Record list:
'''

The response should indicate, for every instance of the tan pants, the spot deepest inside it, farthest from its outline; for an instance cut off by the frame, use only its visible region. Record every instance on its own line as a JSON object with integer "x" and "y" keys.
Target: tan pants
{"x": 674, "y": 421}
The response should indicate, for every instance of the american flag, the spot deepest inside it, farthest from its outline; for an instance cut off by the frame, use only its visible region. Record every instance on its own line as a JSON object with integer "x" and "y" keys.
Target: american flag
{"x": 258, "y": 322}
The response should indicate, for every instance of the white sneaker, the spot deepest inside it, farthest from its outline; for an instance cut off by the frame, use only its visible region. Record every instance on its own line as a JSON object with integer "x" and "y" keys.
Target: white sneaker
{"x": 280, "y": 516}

'''

Requirement: Please restate the data word for word, every record included.

Response for this exercise:
The response should indicate, for every instance of the tan pants, the spot deepest inside it, farthest from its outline; for an instance cut off by the frame, use only its visible region. Record every instance on its own line as a JSON object with integer "x" and "y" keys.
Target: tan pants
{"x": 674, "y": 421}
The response should indicate, for every instance of the american flag, the spot deepest inside it, farthest from its outline; for an instance cut off by the frame, use only its visible region. Record every instance on its own line as a JSON object with integer "x" and "y" keys.
Target: american flag
{"x": 258, "y": 322}
The response should indicate, for every instance of the white sneaker, the spot deepest inside it, farthest from its outline; for an instance cut off by the frame, use only its visible region. Record every instance on its own line as a JSON object with integer "x" and "y" keys.
Target: white sneaker
{"x": 280, "y": 516}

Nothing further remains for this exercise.